-- start --

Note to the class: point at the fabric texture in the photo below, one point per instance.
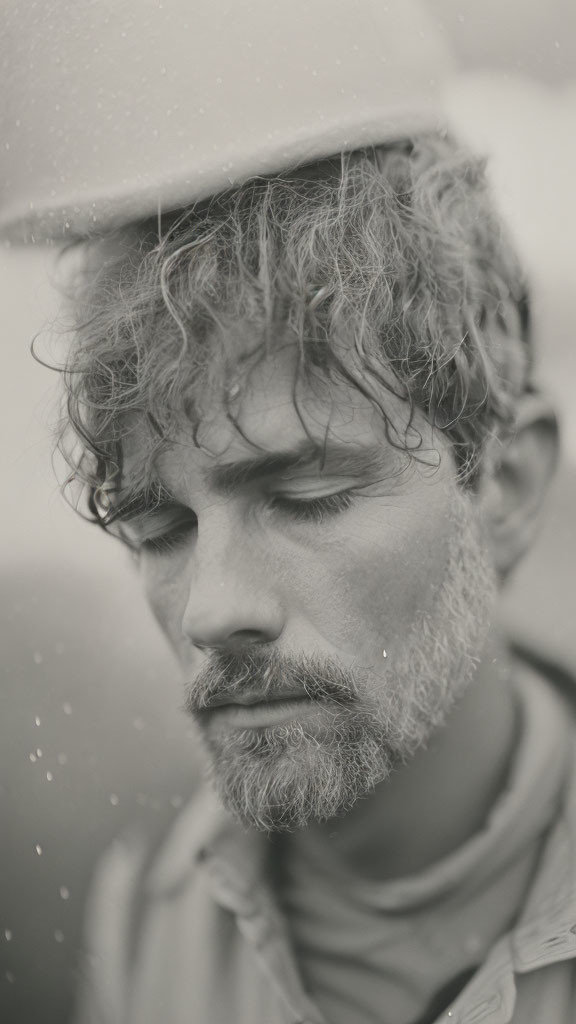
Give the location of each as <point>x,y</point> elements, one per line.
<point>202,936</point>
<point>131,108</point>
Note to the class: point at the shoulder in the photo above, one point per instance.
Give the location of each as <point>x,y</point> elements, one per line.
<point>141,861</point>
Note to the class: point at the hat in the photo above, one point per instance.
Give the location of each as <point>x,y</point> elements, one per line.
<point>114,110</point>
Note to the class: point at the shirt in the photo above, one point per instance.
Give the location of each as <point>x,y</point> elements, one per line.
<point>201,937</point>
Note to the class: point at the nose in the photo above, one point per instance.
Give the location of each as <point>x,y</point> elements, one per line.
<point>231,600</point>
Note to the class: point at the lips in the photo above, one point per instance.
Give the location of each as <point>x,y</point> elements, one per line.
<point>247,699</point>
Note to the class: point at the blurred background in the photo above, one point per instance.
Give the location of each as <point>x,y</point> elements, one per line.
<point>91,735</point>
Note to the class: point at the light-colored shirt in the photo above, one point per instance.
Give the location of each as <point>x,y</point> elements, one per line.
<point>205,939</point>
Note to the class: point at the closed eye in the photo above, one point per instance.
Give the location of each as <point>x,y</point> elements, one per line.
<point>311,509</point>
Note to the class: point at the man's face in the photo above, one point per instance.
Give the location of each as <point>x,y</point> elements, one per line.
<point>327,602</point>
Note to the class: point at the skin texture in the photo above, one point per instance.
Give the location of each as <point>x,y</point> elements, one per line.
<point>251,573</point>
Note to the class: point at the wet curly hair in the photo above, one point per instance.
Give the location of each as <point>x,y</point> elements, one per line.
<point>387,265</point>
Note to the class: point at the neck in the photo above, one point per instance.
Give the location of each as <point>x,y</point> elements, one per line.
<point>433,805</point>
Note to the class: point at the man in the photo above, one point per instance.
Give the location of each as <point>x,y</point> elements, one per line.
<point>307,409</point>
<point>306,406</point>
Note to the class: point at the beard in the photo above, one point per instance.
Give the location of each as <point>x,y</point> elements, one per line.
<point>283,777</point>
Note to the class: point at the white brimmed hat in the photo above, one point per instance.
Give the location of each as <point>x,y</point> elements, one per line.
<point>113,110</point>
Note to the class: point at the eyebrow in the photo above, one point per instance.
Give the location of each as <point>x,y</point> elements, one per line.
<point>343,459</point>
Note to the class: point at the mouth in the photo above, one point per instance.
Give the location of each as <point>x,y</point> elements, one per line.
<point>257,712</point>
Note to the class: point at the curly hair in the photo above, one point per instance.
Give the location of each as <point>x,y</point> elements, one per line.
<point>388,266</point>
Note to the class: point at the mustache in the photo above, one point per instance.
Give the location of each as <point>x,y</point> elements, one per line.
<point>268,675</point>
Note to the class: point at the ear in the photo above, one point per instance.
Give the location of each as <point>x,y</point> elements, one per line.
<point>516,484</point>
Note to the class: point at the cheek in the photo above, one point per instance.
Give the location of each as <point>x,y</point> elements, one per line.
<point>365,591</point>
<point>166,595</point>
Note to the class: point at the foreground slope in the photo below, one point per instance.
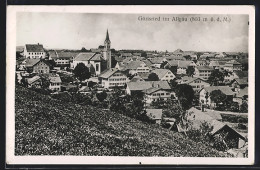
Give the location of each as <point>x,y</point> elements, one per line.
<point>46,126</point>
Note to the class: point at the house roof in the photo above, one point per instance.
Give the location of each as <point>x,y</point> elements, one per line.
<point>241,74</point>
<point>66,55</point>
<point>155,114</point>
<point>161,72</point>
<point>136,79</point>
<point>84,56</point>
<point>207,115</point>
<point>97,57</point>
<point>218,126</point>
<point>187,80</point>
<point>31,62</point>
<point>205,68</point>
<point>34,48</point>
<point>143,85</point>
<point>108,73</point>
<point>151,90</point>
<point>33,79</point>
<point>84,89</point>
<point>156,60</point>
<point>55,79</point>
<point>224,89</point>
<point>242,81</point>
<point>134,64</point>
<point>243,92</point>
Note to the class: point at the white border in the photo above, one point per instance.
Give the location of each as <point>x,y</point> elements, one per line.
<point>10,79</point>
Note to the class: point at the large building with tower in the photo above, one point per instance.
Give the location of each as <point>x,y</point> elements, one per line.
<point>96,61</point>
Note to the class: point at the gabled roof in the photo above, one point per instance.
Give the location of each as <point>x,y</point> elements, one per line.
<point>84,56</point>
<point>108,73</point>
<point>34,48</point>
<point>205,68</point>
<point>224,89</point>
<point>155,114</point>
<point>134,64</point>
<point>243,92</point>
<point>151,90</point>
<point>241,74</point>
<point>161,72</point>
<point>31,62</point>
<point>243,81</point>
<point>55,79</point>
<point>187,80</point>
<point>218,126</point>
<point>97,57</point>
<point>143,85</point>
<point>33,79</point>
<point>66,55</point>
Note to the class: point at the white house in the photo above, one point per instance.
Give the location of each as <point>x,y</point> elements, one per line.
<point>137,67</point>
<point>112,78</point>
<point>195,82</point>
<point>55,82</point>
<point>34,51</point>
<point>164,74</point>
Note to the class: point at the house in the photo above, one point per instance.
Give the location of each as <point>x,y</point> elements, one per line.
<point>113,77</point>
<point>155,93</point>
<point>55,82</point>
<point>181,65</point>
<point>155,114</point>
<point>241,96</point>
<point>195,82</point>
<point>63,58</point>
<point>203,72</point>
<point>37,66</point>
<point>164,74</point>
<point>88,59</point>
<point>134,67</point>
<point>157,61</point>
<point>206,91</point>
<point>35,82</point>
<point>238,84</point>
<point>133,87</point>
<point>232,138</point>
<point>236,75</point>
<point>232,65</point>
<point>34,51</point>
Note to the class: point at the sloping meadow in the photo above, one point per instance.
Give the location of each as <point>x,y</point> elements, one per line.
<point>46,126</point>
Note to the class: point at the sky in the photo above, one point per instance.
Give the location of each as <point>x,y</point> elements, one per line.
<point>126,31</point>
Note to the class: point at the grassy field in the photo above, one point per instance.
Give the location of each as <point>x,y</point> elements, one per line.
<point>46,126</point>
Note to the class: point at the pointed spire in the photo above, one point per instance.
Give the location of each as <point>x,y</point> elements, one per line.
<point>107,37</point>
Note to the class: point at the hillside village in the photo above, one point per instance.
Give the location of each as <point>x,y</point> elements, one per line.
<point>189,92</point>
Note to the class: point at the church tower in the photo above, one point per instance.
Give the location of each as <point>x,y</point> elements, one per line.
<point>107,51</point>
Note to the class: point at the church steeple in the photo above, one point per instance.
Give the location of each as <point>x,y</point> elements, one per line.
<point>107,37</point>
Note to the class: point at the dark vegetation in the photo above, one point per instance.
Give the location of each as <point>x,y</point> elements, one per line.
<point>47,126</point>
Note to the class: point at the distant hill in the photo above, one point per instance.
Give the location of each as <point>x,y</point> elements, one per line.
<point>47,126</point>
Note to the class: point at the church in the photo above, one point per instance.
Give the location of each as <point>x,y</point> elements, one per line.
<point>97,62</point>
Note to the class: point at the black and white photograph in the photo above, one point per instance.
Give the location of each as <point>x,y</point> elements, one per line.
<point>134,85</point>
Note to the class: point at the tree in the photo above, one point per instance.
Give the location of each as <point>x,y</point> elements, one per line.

-- end --

What to produce:
Please reproduce all of the material above word for word, leaving the pictures out of your answer.

The result:
Note to the class: point at the fabric texture in the photo below, one point per instance.
Give the location of each as <point>x,y</point> elements, one per line.
<point>202,936</point>
<point>131,108</point>
Note to the class: point at the shoulder in the photo above, one point per instance.
Give the location of each as <point>x,y</point> elements, one per line.
<point>141,861</point>
Note to the class: point at the hat in the photo above, one point per instance.
Give the location of each as <point>x,y</point> elements, one per line.
<point>114,110</point>
Note to the class: point at the shirt in the photo above, one point per instance.
Give the location of each as <point>x,y</point> elements, one per line.
<point>201,937</point>
Note to the class: point at the nose in the photo above, one point per instance.
Give the location of each as <point>x,y</point> elements, one per line.
<point>231,600</point>
Note to the class: point at the lips in the photo above, one point per instance.
Give the location of each as <point>x,y</point> elements, one per line.
<point>247,699</point>
Note to the class: point at the blurred background in the photo above, one point per instance.
Give the location of each as <point>x,y</point> elements, one per line.
<point>91,735</point>
Note to the class: point at the light-colored shirt in the photo above, one point per instance.
Give the location of each as <point>x,y</point> elements, one per line.
<point>205,939</point>
Note to the class: point at the closed eye in the photo above, one point per instance.
Give the location of each as <point>x,y</point> elements, one per line.
<point>311,509</point>
Note to the class: point at the man's face in the photo above, one point per instance.
Give the location of each as <point>x,y</point> elements, one per line.
<point>327,602</point>
Note to the class: point at the skin texture in the photo above, one point per instance.
Give the location of each as <point>x,y</point> elements, one per line.
<point>251,573</point>
Note to the class: point at the wet curly hair in the photo above, one point per instance.
Give the location of each as <point>x,y</point> elements, one per line.
<point>387,265</point>
Note to the class: point at the neck in the photo above, one point per instance.
Give the location of each as <point>x,y</point> elements, one per line.
<point>433,805</point>
Note to the class: point at the man in the photo above, one point per instance.
Give the location of each as <point>x,y</point> elements, one per line.
<point>307,409</point>
<point>306,406</point>
Note to the class: point at the beard in the photo above, one point per instance.
Give the location of each as <point>x,y</point> elements, one per line.
<point>283,777</point>
Note to the class: point at the white brimmed hat in the photo above, one point per instance.
Give the location of each as <point>x,y</point> elements, one per line.
<point>113,110</point>
Note to the class: point at the eyebrow in the photo above, one point per instance.
Give the location of each as <point>x,y</point> elements, one per line.
<point>343,459</point>
Note to the class: point at the mouth in the photo above, one point per instance.
Give the location of each as <point>x,y</point> elements, one per line.
<point>257,712</point>
Note to the class: point at the curly hair in the photo above, one point per instance.
Give the location of each as <point>x,y</point> elements, one per line.
<point>388,266</point>
Note to the class: point at the mustache in the photo above, one point per instance.
Give the location of each as <point>x,y</point> elements, one per line.
<point>268,675</point>
Note to the class: point at the ear in the photo above, one point per instance.
Give the location of each as <point>x,y</point> elements, one per line.
<point>516,484</point>
Note to the class: point at the cheek in the photo above, one point per instance.
Give the location of each as <point>x,y</point> elements, one per line.
<point>365,591</point>
<point>166,595</point>
Note to the class: point at the foreground slope in the photo below, one point per instance.
Give the location of each as <point>x,y</point> elements, one per line.
<point>46,126</point>
Note to the class: point at the house roof in the photo above, one point per instance.
Give the location of each as <point>x,y</point> elements, one per line.
<point>241,74</point>
<point>66,55</point>
<point>155,114</point>
<point>161,72</point>
<point>136,79</point>
<point>84,56</point>
<point>207,115</point>
<point>97,57</point>
<point>218,126</point>
<point>187,80</point>
<point>31,62</point>
<point>205,68</point>
<point>34,48</point>
<point>143,85</point>
<point>108,73</point>
<point>151,90</point>
<point>33,79</point>
<point>84,89</point>
<point>156,60</point>
<point>55,79</point>
<point>224,89</point>
<point>242,81</point>
<point>134,64</point>
<point>243,92</point>
Note to the class: point at the white border in the photo above, one point per instance.
Give the location of each as <point>x,y</point> elements, one per line.
<point>10,79</point>
Note to the class: point at the large building with tower in the photo above, one point per instance.
Give the location of each as <point>x,y</point> elements, one per line.
<point>96,61</point>
Note to the class: point at the gabled roof in the photo above, one point per instance.
Give the location of each as <point>x,y</point> elements, one per line.
<point>84,56</point>
<point>108,73</point>
<point>34,48</point>
<point>205,68</point>
<point>224,89</point>
<point>155,114</point>
<point>134,64</point>
<point>243,92</point>
<point>151,90</point>
<point>241,74</point>
<point>161,72</point>
<point>31,62</point>
<point>243,81</point>
<point>55,79</point>
<point>187,80</point>
<point>218,126</point>
<point>97,57</point>
<point>143,85</point>
<point>33,79</point>
<point>66,55</point>
Note to the class: point at the white house in the photo above, one point per instance.
Give the location of each as <point>x,y</point> elements, one per line.
<point>137,67</point>
<point>112,78</point>
<point>195,82</point>
<point>55,82</point>
<point>34,51</point>
<point>164,74</point>
Note to the class: point at the house in the photo above, one point per instance.
Give the location of each as <point>x,y</point> elements, one per line.
<point>113,77</point>
<point>155,93</point>
<point>55,82</point>
<point>181,65</point>
<point>155,114</point>
<point>241,96</point>
<point>195,82</point>
<point>63,58</point>
<point>203,72</point>
<point>37,66</point>
<point>164,74</point>
<point>88,59</point>
<point>134,67</point>
<point>157,61</point>
<point>206,91</point>
<point>35,82</point>
<point>238,84</point>
<point>133,87</point>
<point>232,138</point>
<point>236,75</point>
<point>232,65</point>
<point>34,51</point>
Note to the class: point at the sloping meadow in the photo above, one point per instance.
Give the location of each as <point>x,y</point> elements, one per line.
<point>46,126</point>
Note to the class: point at the sky in the photo above, one point per instance.
Give the location of each as <point>x,y</point> elements, one per line.
<point>126,31</point>
Note to the class: point at the grassy field in the photo above, one point per instance.
Give the location of each as <point>x,y</point> elements, one per line.
<point>46,126</point>
Note to the class: point at the pointed spire in the photo above, one point per instance.
Give the location of each as <point>x,y</point> elements, one per line.
<point>107,37</point>
Note to the class: point at the hillside village in the photo above, one point per instance.
Give the location of each as <point>x,y</point> elements, one per line.
<point>189,92</point>
Note to the class: point at the church tower in the photo above, one point per instance.
Give the location of each as <point>x,y</point> elements, one per line.
<point>107,51</point>
Note to the class: point at the church steeple in the photo above, one point per instance.
Give the location of each as <point>x,y</point> elements, one per line.
<point>107,37</point>
Note to the class: point at the dark vegetation in the photo above, one point per instance.
Give the location of each as <point>x,y</point> elements, one per line.
<point>47,126</point>
Note to the class: point at the distant hill in the photo above, one point per instance.
Give the location of each as <point>x,y</point> elements, one per line.
<point>47,126</point>
Note to the class: point at the church in the photo above, one point per instance.
Give the location of each as <point>x,y</point> elements, one per line.
<point>97,62</point>
Note to the class: point at the black and white photograph in the photo above, one point per instance.
Give the location of each as <point>x,y</point> elements, one per line.
<point>134,85</point>
Note to the class: point at the tree in the photo above, one point per instance.
Give the location of each as <point>x,y</point> elements, one per line.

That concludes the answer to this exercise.